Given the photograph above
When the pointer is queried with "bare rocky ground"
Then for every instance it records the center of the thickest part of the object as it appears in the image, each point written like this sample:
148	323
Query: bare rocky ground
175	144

※ ※ ※

◆ WORK REQUEST
Each line from the one with "Then for every" through the last line of the records above must be retyped exactly, and no other line may be given.

◆ WRITTEN RESPONSE
Then for every instance it records the center of the thickest part of the object as it appears in the image, each point written like this sample:
148	323
Query: bare rocky ground
175	144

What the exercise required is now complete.